▼

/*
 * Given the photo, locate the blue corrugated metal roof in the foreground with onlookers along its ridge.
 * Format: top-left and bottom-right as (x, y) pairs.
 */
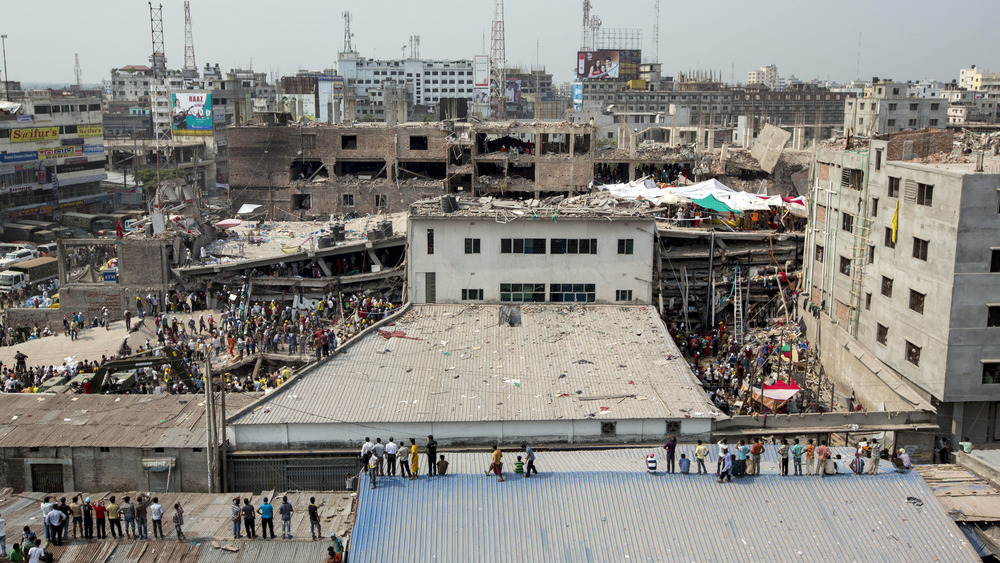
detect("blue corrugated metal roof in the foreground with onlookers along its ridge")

▲
▼

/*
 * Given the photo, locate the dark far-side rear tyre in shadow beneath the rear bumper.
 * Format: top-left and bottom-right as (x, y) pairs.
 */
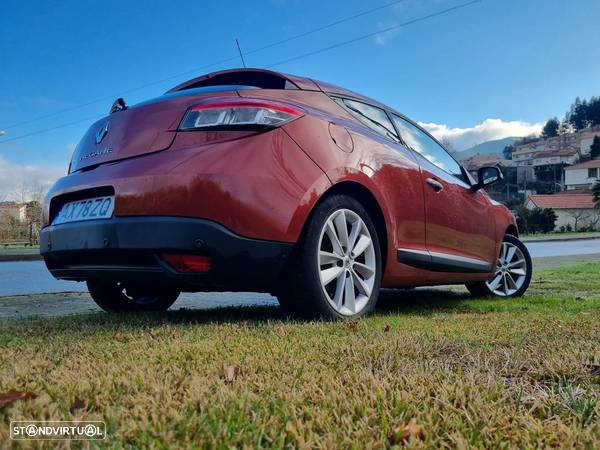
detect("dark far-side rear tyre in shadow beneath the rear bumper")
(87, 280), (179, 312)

▲

Search the entries above for the string "blue", and report each line where it occurs.

# [Answer to this exercise]
 * Given the photo, locate the blue corrugated metal roof in the foreground with onlookers along its ridge.
detect("blue corrugated metal roof in the foreground with onlookers along its ridge")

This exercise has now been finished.